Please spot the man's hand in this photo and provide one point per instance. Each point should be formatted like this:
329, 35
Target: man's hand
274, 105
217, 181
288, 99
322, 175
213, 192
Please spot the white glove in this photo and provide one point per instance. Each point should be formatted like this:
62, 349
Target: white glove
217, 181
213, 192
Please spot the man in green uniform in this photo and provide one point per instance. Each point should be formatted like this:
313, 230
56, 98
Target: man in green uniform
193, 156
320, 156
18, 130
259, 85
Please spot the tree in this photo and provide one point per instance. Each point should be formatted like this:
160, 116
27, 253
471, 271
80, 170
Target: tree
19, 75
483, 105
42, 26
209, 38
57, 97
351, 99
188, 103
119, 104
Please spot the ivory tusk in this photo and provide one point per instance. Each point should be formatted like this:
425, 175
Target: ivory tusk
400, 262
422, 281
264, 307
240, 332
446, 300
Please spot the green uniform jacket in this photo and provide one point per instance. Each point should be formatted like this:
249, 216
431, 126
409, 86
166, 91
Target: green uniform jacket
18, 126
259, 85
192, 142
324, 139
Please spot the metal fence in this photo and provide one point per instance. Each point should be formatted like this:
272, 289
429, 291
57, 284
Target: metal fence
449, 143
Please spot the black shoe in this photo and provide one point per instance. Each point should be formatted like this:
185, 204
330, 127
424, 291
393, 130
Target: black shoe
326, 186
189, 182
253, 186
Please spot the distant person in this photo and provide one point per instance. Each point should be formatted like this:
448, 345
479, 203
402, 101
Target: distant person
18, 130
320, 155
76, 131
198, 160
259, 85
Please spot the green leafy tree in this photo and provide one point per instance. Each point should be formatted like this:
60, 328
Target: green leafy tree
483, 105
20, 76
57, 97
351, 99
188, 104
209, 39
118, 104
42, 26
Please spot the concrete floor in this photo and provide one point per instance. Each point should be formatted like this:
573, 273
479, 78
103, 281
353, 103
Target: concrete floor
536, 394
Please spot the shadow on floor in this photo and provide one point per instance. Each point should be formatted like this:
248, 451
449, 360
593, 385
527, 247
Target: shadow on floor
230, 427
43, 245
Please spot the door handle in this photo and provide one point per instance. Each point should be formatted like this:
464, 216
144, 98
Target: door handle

Your objective: Update the listing above by changing every "Please spot" to "Please locate", leaving all other text as it is.

Solution for this problem:
Please locate the man's hand in this photo and provide one point per instance. Each point should be formatted like this:
329, 35
Target: man's hand
274, 105
217, 181
288, 99
322, 175
213, 192
Please locate the white glove in this photo and provide one point per instance. Each point should be formatted like this:
62, 349
Target: white glove
217, 181
213, 192
Please locate the man in green uniform in this photo and provide one point per instance. Each point should be formatted like this:
313, 230
56, 98
Target: man in green uniform
193, 156
320, 156
18, 130
259, 85
Please locate the tree in this photo and provide one point per instance. Each point should be formatted like this:
160, 116
27, 253
471, 271
80, 170
Target: tree
19, 75
483, 105
42, 26
209, 38
57, 97
351, 99
188, 103
119, 104
Please locate the ivory tusk in this photo and provide one point per instance. Each point should be formatted like this:
425, 175
Target: ivory tusk
400, 262
422, 281
264, 307
240, 332
446, 300
Please locate the green uniform jacket in this photo and provide one point per instance. Each point should be formatted like this:
249, 216
431, 126
409, 86
166, 91
Target: green uniform jacket
18, 126
259, 85
192, 142
324, 139
Please locate the metal fence in this photo and provide one point per instance. Each point should be formatted like this:
272, 289
429, 291
57, 284
Target: metal fence
449, 143
Please locate the black shoe in this photo and provide one point per instance. Each point should be formatted like this:
185, 204
330, 127
424, 291
393, 130
Target: black shoe
326, 186
189, 182
253, 186
Please locate the distant person in this photo and provide one point per instance. Each point should be formatted like this:
448, 345
479, 203
402, 101
Target: distant person
18, 130
320, 155
76, 131
198, 160
259, 85
Please locate the green leafy tree in this photo and provide one point per instance. Each point should be formatted like this:
60, 328
Target: green leafy tree
483, 105
20, 76
57, 97
351, 99
188, 104
209, 39
118, 104
42, 26
Please locate the concrete floor in this photo and provide one point per instance. Each point should be formatted like this:
573, 273
479, 78
103, 281
353, 103
Target: concrete floor
536, 394
Please locate the shadow on floor in this photo and provide one point per instance. Each point should be formatted like this:
248, 451
449, 360
593, 385
527, 247
Target: shadow on floor
230, 427
43, 245
Please locate the door handle in this photo and provide one point per instance. Each point should be formatted like this:
464, 216
144, 98
Target: door handle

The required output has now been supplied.